◆ WHAT THE TASK ASKS
Exactly as they stand, write out all of the entries again.

◆ DATA FOR PROCESSING
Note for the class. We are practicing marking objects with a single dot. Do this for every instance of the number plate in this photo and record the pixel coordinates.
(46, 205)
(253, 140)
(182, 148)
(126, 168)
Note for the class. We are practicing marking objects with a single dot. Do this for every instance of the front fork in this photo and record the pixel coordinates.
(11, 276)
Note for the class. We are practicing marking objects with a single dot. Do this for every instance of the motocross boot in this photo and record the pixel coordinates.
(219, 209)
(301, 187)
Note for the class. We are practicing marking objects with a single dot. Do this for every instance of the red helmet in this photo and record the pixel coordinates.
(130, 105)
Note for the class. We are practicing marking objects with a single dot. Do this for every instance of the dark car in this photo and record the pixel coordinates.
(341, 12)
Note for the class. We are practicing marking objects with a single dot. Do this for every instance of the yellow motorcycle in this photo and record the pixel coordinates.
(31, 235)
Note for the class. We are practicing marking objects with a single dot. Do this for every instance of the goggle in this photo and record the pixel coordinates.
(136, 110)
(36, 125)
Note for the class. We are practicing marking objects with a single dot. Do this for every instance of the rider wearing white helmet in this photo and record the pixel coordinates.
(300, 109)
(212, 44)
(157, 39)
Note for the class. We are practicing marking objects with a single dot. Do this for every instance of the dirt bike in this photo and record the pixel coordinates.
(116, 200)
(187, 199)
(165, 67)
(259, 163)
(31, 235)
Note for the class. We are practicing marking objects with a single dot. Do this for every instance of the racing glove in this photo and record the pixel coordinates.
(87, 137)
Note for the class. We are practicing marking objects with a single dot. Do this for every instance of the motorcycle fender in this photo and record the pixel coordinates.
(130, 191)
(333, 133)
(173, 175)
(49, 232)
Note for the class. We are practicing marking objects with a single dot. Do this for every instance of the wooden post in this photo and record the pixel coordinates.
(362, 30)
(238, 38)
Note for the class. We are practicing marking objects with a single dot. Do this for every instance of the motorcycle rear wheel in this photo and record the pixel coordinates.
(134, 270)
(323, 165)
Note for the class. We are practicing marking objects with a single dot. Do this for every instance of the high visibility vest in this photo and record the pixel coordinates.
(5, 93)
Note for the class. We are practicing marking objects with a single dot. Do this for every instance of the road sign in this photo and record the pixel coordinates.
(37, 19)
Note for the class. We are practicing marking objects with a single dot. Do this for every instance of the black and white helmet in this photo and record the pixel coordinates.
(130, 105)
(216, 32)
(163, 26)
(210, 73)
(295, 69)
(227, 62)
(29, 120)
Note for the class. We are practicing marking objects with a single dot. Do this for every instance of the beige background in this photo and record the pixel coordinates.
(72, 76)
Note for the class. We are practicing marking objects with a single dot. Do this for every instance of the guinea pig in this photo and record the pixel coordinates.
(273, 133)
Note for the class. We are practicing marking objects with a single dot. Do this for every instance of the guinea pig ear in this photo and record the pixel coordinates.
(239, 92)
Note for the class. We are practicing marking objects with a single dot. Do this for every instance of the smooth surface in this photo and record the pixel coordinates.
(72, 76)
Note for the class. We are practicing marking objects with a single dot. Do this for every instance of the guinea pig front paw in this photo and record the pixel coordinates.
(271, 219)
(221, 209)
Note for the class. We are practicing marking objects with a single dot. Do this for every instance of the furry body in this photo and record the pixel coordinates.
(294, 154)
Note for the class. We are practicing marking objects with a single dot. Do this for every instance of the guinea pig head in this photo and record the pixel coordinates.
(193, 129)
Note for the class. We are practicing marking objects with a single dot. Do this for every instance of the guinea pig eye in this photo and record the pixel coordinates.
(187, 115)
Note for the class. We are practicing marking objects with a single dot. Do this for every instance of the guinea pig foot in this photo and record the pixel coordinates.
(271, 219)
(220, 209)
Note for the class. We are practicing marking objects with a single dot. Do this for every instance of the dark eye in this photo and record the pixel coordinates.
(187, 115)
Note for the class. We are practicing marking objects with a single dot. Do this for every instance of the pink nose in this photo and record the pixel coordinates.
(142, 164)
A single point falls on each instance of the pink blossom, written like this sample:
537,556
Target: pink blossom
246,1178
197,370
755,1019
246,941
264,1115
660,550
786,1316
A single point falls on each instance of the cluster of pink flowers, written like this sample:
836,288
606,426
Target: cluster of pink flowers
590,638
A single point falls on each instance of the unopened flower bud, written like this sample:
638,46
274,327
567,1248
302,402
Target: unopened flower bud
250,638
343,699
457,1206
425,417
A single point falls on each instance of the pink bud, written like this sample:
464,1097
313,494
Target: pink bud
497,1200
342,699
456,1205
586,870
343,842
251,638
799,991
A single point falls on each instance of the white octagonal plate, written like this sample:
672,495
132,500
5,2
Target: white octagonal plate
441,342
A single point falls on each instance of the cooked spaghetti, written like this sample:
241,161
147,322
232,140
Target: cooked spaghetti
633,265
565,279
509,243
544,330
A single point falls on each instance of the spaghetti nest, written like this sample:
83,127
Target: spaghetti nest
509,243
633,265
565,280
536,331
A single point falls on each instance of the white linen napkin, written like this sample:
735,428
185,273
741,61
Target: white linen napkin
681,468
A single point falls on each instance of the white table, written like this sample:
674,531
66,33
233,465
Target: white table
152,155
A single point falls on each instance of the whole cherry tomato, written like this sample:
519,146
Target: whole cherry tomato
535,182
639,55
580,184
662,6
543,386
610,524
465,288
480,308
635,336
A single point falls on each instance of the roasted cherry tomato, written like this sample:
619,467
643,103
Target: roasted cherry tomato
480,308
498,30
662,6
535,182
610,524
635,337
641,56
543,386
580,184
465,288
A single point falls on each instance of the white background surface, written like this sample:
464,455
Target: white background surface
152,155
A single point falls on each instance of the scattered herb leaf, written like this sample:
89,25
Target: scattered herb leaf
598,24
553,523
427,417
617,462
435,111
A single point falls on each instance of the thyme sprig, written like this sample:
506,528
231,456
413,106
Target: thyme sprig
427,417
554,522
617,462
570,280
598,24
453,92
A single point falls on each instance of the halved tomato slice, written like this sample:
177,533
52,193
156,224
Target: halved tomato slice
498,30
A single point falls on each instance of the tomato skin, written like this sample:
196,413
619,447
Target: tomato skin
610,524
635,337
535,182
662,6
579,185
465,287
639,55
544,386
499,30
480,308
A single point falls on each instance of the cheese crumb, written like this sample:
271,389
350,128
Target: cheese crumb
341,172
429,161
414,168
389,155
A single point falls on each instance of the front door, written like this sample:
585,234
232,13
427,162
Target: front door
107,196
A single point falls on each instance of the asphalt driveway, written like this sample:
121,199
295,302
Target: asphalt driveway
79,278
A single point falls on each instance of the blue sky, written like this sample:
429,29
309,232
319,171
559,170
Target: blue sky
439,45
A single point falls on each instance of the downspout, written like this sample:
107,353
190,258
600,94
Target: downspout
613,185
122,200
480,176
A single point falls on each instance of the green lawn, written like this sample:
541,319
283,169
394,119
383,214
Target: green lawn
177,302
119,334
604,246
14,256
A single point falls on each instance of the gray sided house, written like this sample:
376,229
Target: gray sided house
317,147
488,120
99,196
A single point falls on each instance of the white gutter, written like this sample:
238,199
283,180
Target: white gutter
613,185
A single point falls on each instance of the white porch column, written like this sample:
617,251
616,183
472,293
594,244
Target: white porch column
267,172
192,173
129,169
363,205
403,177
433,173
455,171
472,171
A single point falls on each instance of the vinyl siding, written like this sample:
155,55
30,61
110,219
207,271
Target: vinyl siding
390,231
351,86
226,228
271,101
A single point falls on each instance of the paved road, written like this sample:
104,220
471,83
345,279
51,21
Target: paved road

◆ YOUR SOLUTION
Note for the class. We are practicing marking objects with a single dot. Do this for every instance of the number plate in this photo and record the pixel coordinates.
(46, 205)
(253, 140)
(182, 148)
(126, 168)
Note for the class. We are practicing marking objects with a single dot. Do this for every instance of the front fork in this photo and record the pixel coordinates.
(11, 276)
Note for the class. We are practicing marking objects with a single dot. Do this for every instance of the motocross boot in this photo and record the pixel coordinates.
(219, 209)
(301, 187)
Note for the class. We are practicing marking objects with a single dot. Do this for every instance of the red helmet in this photo and record the pixel coordinates.
(130, 105)
Note for the class. We are practicing marking objects with a single dot. Do this for every instance of the dark car in this photo and record the pixel coordinates.
(341, 12)
Note for the class. We are practicing marking objects with a single dot. Do this for every instance of the yellow motorcycle in this photo and record the pixel coordinates.
(31, 235)
Note for the class. We are practicing marking objects with a single dot. Do this for every instance of the goggle in this photo and record the pixel coordinates.
(136, 110)
(36, 125)
Note for the class. We are practicing marking objects with a single dot. Do this for every instance of the rider wearing white helmet in this photo and record the pixel coordinates.
(300, 109)
(212, 44)
(157, 39)
Note for the class. We are practicing marking objects with a single dot. Do this for every instance of the dirt bike in this photo and record the pixel coordinates.
(116, 200)
(187, 199)
(165, 67)
(259, 163)
(31, 235)
Note for the class. We are practicing marking objects with a single dot. Do this for every instance of the racing glove in this photo and record the pixel coordinates.
(87, 137)
Note for the class. We are practicing marking objects with a single dot. Do this for every instance of the motorcycle fender in this photo and record the pixel coordinates.
(130, 191)
(333, 133)
(173, 175)
(49, 232)
Note for the class. We are practicing marking objects with a single dot. Do this for every instance of the wooden post in this photo and record the pixel coordinates.
(362, 30)
(238, 38)
Note for the class. We are practicing marking objects with a single dot. Do this for every instance of the motorcycle rear wheel in this photo and record the pixel coordinates.
(134, 270)
(323, 165)
Note for the class. We are practicing marking objects with a single dot. Do this for every instance of the high visibility vest in this photo and record the pixel coordinates.
(5, 93)
Note for the class. We are practicing marking objects with a single dot. Do this for every instance of the road sign in this photo and record the pixel coordinates.
(37, 19)
Note for the class. We are practicing marking objects with a single dot. Do this for every instance of the black and white helmet in this photo and record the pixel coordinates.
(130, 105)
(216, 32)
(163, 26)
(210, 73)
(295, 69)
(227, 62)
(29, 120)
Note for the class. We are practicing marking objects with a single dot. Do this for every instance of the beige background in this photo and record the pixel coordinates.
(72, 76)
Note for the class. We are practicing marking objects with a single dot. Do this for every instance of the guinea pig in this photo and record the pixel coordinates.
(273, 133)
Note for the class. We are practicing marking objects with a single dot. Do this for every instance of the guinea pig ear in this photo and record the pixel coordinates.
(239, 92)
Note for the class. We are practicing marking objects with a single dot. Do this for every instance of the smooth surface in this photo and record the pixel coordinates.
(72, 76)
Note for the class. We are practicing marking objects with a single dot. Do this for every instance of the guinea pig front paw in this photo and record the pixel coordinates.
(271, 219)
(221, 209)
Note for the class. We are practicing marking objects with a single dot. Do this for every instance of the furry body in this photo and record the pixel coordinates.
(294, 154)
Note for the class. We are practicing marking objects with a single dot. Do this for every instance of the guinea pig head in this photo and record the pixel coordinates.
(193, 129)
Note for the class. We are practicing marking objects with a single dot. Do this for every instance of the guinea pig eye in this photo and record the pixel coordinates.
(187, 115)
Note for the class. We are practicing marking objects with a single dot. Do this for every instance of the guinea pig foot in this photo and record the pixel coordinates.
(271, 219)
(220, 209)
Note for the class. We are practicing marking objects with a single dot. Do this for every instance of the dark eye in this photo and record the pixel coordinates.
(187, 115)
Note for the class. We are practicing marking objects with a single dot. Do this for every instance of the pink nose in this photo and record the pixel coordinates.
(142, 164)
A single point falls on each instance of the pink blossom, written like this sample:
537,556
Target: pink blossom
246,1178
197,370
755,1019
246,941
264,1115
660,550
786,1316
A single point falls on each instance of the cluster of pink flowers, written like this sample:
836,288
606,426
Target: cluster of pink flowers
590,638
A single point falls on each instance of the unopened flower bud, written like this sample:
638,46
274,327
567,1248
302,402
Target: unopened flower bud
250,638
343,699
457,1206
425,417
A single point falls on each instance of the pink bud, written like this sample:
464,1097
313,494
Target: pink bud
497,1200
342,699
456,1205
586,870
343,842
251,638
799,991
A single point falls on each instance of the white octagonal plate, written like this sample:
672,495
132,500
5,2
Target: white octagonal plate
441,342
A single point falls on each instance of the cooked spaghetti, written like this sample:
241,161
147,322
232,140
Target: cooked spaghetti
633,265
565,279
509,243
544,330
A single point falls on each instance of the spaghetti nest, written like this sample:
83,127
Target: spaghetti nest
509,243
633,265
565,280
536,331
A single point falls on each instance of the white linen napkin, written like this sample:
735,428
185,273
741,61
Target: white linen napkin
681,468
A single point falls on each instance of the white table, written like this sample:
674,531
66,33
233,465
Target: white table
152,155
A single point falls on each instance of the whole cherry tomato, written like this sample:
519,146
Target: whole cherry tomato
535,182
639,55
580,184
662,6
543,386
610,524
465,288
480,308
635,336
A single point falls on each instance of the roasted cherry tomato, written like this sample:
619,467
643,103
Target: roasted cherry tomato
480,308
498,30
662,6
535,182
610,524
635,337
641,56
543,386
580,184
465,288
A single point falls on each instance of the white background surface, written like this sample:
464,455
Target: white background surface
152,155
A single point falls on each instance of the scattered herb leaf, written like this sample:
89,25
Target: scattered herb leaf
598,24
553,523
427,417
617,462
435,111
A single point falls on each instance of the thyme sprig, written like this sample:
506,528
231,456
413,106
Target: thyme sprig
427,417
554,522
617,462
570,280
598,24
453,92
A single point falls on each instance of the halved tomato slice, written like this sample:
177,533
52,193
156,224
Target: halved tomato slice
498,30
A single point falls on each instance of the tomato skin, written like this sample:
196,413
619,447
Target: tomato skin
610,524
635,337
535,182
662,6
579,185
465,287
639,55
544,386
499,30
480,308
A single point falls on each instance of the cheese crumb, written like this sample:
271,389
350,128
Target: cheese crumb
341,172
429,161
414,168
389,155
A single point falls on each instance of the front door, written like this sample:
585,234
232,13
427,162
Target: front door
107,196
A single point falls on each instance of the asphalt driveway, written like this sample:
121,199
295,302
Target: asphalt driveway
79,278
A single point falls on each instance of the blue sky, written like this sample:
429,29
309,232
319,171
559,170
Target: blue sky
439,45
A single point falls on each instance of the downspout, written like this sample:
107,353
190,258
600,94
Target: downspout
613,185
122,200
480,176
A single point falls on each instance of the green lawn, written like this sample:
541,319
283,169
394,119
383,214
Target: green lawn
177,302
119,334
604,246
14,256
A single point falls on each instance of the gray sided house, written like this sample:
376,229
Target: gray sided house
317,147
488,120
99,196
A single point falls on each instance of the white gutter, written like this sample:
238,199
283,180
Target: white gutter
613,185
A single point falls on each instance of the white porch column, written like this sample:
617,251
616,183
472,293
594,244
Target: white porch column
267,172
192,173
129,169
363,205
403,177
433,173
455,171
472,171
A single point falls on each instance of the vinyl siding, written like this sample:
155,55
30,61
110,219
207,271
Target: vinyl siding
390,231
351,86
226,228
271,101
A single point falls on each instance of the paved road, written like this sample:
104,220
471,83
345,279
51,21
Target: paved road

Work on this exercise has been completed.